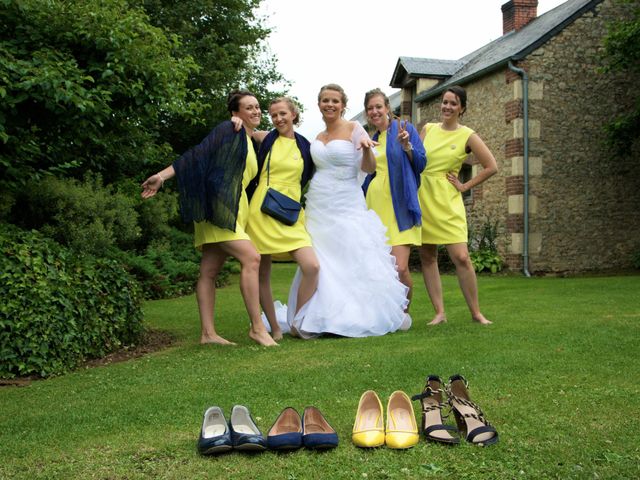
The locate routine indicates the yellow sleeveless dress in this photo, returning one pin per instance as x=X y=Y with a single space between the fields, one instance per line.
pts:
x=444 y=219
x=379 y=200
x=206 y=232
x=268 y=234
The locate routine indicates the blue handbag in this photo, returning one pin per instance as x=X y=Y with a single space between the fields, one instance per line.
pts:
x=277 y=205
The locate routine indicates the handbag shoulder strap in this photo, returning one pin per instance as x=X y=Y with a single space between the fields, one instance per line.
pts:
x=268 y=163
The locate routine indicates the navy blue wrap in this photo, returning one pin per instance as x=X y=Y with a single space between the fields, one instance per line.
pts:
x=209 y=177
x=404 y=175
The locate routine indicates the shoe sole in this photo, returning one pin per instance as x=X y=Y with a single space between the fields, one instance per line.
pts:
x=216 y=450
x=250 y=447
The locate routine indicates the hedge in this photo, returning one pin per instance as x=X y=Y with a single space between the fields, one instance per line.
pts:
x=59 y=308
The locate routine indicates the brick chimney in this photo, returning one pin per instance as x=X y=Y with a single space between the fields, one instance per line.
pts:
x=517 y=13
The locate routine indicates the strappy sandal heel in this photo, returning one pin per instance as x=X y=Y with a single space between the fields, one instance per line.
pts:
x=469 y=417
x=432 y=405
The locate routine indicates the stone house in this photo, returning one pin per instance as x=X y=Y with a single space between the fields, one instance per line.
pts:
x=564 y=202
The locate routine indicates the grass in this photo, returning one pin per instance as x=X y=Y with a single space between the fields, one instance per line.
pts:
x=557 y=374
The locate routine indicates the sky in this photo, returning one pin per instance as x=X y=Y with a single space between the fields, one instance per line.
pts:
x=357 y=43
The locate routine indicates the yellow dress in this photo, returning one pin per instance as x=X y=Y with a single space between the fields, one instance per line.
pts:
x=206 y=232
x=379 y=200
x=444 y=220
x=268 y=234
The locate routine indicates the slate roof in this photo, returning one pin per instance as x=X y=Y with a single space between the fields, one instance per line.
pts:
x=512 y=46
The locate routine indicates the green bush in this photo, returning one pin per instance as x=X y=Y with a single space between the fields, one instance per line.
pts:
x=483 y=248
x=59 y=308
x=85 y=216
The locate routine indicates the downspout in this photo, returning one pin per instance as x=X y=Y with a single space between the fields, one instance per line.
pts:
x=525 y=166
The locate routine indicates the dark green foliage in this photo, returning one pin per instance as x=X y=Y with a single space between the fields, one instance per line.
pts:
x=59 y=308
x=227 y=41
x=622 y=55
x=83 y=87
x=483 y=248
x=84 y=216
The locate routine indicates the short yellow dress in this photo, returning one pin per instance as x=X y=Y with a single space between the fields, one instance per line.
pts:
x=379 y=200
x=206 y=232
x=444 y=219
x=268 y=234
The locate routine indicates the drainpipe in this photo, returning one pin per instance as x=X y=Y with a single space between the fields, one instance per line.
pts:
x=525 y=113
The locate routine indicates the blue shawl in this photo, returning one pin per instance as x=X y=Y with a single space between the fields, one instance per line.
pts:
x=404 y=175
x=209 y=177
x=302 y=144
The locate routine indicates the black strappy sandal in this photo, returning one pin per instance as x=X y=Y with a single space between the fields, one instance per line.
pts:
x=432 y=424
x=469 y=416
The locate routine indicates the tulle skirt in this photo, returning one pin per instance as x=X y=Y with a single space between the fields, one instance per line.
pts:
x=359 y=293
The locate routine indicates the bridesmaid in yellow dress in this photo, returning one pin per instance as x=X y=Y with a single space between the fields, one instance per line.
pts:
x=290 y=167
x=392 y=191
x=444 y=219
x=212 y=181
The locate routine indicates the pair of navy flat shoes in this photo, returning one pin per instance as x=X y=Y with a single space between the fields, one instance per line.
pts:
x=240 y=433
x=290 y=432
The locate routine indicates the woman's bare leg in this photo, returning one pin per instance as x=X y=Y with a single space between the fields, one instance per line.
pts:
x=249 y=259
x=210 y=264
x=459 y=254
x=306 y=259
x=266 y=297
x=431 y=275
x=402 y=252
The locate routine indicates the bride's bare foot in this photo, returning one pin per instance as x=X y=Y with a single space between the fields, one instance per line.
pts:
x=480 y=319
x=438 y=319
x=276 y=334
x=216 y=339
x=262 y=338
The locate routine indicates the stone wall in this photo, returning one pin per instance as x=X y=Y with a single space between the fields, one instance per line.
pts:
x=584 y=201
x=587 y=199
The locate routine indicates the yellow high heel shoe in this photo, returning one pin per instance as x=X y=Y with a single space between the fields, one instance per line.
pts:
x=368 y=429
x=402 y=430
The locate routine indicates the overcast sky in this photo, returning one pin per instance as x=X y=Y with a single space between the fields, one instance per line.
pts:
x=356 y=43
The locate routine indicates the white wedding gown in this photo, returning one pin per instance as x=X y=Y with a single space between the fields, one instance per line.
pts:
x=359 y=293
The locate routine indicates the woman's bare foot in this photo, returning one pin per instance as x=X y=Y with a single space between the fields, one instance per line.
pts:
x=262 y=338
x=216 y=339
x=438 y=319
x=480 y=319
x=276 y=334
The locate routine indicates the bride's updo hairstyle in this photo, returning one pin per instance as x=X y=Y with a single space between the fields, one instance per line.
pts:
x=336 y=88
x=292 y=106
x=234 y=97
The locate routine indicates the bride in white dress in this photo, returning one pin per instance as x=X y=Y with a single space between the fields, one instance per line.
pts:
x=359 y=293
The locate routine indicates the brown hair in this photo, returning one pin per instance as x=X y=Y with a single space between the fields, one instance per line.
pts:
x=234 y=97
x=336 y=88
x=461 y=93
x=293 y=106
x=387 y=103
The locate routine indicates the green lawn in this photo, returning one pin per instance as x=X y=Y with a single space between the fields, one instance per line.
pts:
x=557 y=374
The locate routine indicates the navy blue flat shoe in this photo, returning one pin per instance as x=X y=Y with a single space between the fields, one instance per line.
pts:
x=316 y=431
x=214 y=435
x=245 y=434
x=286 y=431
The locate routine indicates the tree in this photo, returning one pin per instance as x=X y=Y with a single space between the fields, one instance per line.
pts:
x=226 y=40
x=622 y=54
x=83 y=86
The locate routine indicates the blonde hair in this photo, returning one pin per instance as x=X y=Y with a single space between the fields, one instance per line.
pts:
x=387 y=103
x=336 y=88
x=293 y=106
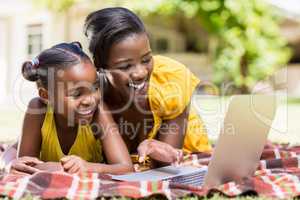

_Your objective_: Which lines above contain the word "flat"? Copy each one in full.

_Written solution_:
The locate routine indicates the pair of navy flat shoes in this photo, returning one pin per instance as x=X y=Y with a single space between the fields, one instance per line.
The locate routine indicates the navy blue flat shoe in this photo, returning one pin per instance as x=X y=Y with a single space between the fields, one instance per line.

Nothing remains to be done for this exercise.